DOCUMENT EXTRACT:

Will Swiss 'fat cats' be put on diets?
- Published
Switzerland's voters go to the polls to decide on controversial proposals which would impose strict limits on the salaries awarded to top executives.
The proposals are the brain child of Swiss businessman turned politician Thomas Minder, who runs a small family company producing natural cosmetics.
Mr Minder wants shareholders to have a veto over managers' salaries, and to ban golden handshakes altogether.
The "fat cat initiative", as it has come to be called, would, if approved, be written into the Swiss constitution, and would apply to all Swiss companies listed on Switzerland's stock exchange.
Mr Minder, an outspoken man, says the culture of high salaries and high bonuses in Switzerland has got out of hand, pointing to the fact that huge sums have been paid out even when the companies concerned were doing badly.

ENTRIES SUPPLIED:
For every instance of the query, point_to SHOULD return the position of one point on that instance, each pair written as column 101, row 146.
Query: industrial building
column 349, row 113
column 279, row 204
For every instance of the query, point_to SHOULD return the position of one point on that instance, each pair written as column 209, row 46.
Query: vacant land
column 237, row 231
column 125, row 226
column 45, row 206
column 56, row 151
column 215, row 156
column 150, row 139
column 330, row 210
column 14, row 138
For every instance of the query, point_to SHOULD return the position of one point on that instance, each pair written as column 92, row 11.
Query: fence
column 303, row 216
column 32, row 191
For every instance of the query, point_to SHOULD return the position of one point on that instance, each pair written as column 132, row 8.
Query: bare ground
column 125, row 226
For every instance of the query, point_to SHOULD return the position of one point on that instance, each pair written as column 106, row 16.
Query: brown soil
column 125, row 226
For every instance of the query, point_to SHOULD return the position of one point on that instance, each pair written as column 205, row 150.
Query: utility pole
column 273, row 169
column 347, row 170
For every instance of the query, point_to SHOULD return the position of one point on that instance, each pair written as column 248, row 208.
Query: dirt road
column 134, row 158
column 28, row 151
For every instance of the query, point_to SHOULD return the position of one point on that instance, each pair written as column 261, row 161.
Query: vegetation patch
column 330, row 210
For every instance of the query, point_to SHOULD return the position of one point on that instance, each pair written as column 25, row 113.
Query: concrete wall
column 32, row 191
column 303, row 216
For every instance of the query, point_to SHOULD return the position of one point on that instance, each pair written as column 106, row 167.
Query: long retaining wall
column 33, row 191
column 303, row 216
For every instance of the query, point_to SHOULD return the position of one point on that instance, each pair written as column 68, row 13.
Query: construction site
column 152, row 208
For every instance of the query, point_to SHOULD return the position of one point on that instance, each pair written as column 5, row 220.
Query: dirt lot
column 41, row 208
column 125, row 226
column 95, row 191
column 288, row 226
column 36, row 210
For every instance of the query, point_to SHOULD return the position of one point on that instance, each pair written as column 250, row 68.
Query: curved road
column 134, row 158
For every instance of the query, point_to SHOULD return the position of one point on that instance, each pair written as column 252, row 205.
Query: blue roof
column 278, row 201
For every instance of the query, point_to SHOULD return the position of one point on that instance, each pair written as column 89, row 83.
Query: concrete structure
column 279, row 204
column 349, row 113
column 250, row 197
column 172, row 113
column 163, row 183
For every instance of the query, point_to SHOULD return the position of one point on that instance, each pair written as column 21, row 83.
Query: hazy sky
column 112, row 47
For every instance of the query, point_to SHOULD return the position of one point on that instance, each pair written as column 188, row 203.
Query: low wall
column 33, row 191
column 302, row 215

...

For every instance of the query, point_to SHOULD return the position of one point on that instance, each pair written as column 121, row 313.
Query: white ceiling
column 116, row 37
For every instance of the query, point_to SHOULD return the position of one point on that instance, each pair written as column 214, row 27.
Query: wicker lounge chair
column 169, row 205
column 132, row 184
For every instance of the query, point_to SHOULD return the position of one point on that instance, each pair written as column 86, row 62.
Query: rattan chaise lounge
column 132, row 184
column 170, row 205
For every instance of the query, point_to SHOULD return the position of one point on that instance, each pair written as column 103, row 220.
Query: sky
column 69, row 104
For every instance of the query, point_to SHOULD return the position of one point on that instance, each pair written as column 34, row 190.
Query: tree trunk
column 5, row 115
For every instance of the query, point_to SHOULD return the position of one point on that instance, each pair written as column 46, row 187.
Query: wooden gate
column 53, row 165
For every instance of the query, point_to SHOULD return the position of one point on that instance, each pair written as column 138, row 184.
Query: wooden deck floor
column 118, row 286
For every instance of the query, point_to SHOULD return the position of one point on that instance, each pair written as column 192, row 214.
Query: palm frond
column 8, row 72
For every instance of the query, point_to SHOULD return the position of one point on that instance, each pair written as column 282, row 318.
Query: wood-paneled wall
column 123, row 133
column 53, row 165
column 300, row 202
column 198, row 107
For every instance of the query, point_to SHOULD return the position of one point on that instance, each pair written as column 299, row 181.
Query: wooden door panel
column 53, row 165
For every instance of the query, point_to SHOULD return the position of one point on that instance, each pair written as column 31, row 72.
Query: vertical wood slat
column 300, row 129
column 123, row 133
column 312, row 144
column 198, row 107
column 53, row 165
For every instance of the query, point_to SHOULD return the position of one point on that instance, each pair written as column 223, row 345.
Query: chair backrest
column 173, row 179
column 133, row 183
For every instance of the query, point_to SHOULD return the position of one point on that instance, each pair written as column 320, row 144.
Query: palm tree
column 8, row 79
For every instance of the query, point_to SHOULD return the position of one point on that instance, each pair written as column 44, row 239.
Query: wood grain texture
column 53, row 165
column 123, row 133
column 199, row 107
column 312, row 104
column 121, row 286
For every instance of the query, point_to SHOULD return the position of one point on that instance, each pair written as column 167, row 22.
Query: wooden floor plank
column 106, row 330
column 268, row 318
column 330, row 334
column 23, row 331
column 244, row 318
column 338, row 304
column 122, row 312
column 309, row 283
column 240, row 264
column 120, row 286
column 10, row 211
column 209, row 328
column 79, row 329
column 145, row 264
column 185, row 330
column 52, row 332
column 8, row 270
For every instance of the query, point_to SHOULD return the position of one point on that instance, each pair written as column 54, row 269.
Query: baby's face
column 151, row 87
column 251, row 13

---

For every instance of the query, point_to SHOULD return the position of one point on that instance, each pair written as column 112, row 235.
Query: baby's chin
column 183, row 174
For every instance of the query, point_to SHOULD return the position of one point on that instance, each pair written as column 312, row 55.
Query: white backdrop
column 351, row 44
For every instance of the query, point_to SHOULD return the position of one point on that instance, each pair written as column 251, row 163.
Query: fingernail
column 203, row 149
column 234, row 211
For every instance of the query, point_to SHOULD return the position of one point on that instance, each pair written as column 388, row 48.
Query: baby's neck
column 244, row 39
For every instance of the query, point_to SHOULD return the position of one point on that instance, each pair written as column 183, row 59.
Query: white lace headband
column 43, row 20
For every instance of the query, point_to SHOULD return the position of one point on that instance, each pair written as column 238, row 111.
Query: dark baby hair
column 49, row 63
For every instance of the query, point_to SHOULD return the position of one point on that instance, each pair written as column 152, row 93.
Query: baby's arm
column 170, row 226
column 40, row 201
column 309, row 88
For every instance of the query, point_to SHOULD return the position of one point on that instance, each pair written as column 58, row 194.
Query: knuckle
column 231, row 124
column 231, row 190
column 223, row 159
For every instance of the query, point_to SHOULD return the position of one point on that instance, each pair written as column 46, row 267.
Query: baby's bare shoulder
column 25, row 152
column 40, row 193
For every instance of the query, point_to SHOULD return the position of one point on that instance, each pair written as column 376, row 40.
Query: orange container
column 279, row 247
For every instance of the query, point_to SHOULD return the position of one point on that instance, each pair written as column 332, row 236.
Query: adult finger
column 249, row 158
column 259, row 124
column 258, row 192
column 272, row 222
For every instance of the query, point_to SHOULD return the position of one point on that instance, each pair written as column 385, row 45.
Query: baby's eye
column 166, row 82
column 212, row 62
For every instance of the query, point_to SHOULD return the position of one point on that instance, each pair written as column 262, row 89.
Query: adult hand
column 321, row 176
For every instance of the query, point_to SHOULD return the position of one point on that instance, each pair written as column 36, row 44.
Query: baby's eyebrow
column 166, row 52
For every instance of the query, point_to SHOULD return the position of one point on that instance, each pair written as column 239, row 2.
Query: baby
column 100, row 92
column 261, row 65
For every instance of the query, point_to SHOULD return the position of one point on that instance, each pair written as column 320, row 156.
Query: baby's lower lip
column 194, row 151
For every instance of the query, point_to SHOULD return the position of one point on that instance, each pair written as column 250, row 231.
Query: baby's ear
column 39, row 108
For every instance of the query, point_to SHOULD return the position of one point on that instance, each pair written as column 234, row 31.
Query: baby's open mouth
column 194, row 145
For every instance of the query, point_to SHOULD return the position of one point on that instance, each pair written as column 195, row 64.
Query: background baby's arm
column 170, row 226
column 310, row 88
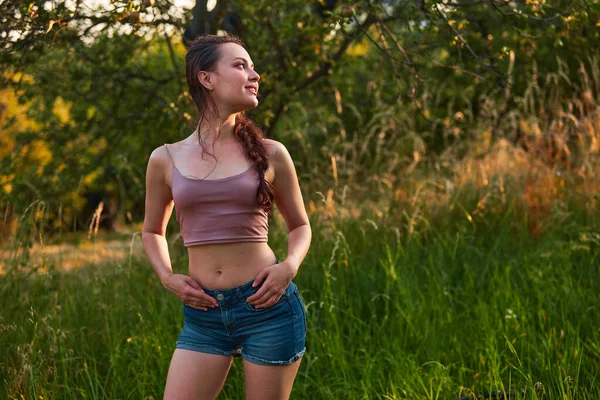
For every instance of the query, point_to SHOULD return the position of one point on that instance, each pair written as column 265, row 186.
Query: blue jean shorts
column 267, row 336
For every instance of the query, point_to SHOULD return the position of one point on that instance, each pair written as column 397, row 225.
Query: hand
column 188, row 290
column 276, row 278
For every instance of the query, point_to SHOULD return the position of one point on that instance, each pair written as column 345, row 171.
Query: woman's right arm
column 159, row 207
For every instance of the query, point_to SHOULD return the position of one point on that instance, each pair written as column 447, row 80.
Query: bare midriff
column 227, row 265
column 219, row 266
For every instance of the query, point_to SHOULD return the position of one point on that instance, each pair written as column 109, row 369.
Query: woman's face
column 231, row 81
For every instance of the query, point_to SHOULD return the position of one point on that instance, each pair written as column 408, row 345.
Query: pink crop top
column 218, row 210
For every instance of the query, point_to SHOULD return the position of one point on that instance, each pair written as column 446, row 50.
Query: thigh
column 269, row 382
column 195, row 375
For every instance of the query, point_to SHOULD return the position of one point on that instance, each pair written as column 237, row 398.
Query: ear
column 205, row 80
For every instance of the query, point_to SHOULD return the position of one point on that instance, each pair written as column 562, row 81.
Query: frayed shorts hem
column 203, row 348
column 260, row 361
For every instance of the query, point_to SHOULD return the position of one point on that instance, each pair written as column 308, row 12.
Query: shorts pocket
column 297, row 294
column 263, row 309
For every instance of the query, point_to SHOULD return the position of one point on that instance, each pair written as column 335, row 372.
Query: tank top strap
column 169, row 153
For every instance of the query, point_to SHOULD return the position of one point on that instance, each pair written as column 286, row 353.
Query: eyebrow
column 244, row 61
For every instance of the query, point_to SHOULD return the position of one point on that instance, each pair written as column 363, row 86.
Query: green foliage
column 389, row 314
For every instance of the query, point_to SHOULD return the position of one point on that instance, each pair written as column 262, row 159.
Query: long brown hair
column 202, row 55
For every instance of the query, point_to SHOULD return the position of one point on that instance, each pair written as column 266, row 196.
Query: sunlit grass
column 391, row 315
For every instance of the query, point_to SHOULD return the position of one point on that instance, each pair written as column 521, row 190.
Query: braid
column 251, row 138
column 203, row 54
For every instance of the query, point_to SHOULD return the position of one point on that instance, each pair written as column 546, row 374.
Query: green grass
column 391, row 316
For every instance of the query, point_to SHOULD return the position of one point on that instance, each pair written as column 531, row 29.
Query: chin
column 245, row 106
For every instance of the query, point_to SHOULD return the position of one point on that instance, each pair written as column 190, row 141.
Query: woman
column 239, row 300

TASKS:
- a) In the article on Swiss executive pay, what does Thomas Minder's small family company produce?
- b) Continue the article on Swiss executive pay from its last sentence.

ANSWERS IN ORDER:
- a) Natural cosmetics.

- b)
The bankruptcy of national icon Swissair back in 2001, and the subsequent huge payoffs to its failed boss Mario Corti, were the catalyst to Mr Minder's decision to act.
"That really stuck in my throat," he told Swiss television. "It made me absolutely furious.
"I'm still furious today, to think that a chief executive like Mr Corti could get five years' salary to go. I mean, the company was in a disastrous situation. At the end he wasn't even paying its bills. Swissair went bankrupt. The company doesn't exist anymore."
High rewards for low performance?
Salaries for Swiss top managers are higher than most and their taxes are lower.
These two things alone would not necessarily anger most voters, however.
What has attracted support for Mr Minder's initiative has been a series of perceived disasters for major Swiss companies, coupled with salaries and bonuses staying high.
The main example is banking giant UBS, which wrote off billions in the wake of the 2007 sub-prime mortgage crisis, and then had to be bailed out by the Swiss government.
After that, the bank lost more billions because of a rogue trader, and announced thousands of redundancies.
But high salaries and bonuses for the bank's top managers continued throughout.
"The fat cats are getting fattest in the banks," says Edouard Dommen of the Swiss shareholders group Actares.
"The other companies are getting fat, but not quite so grossly."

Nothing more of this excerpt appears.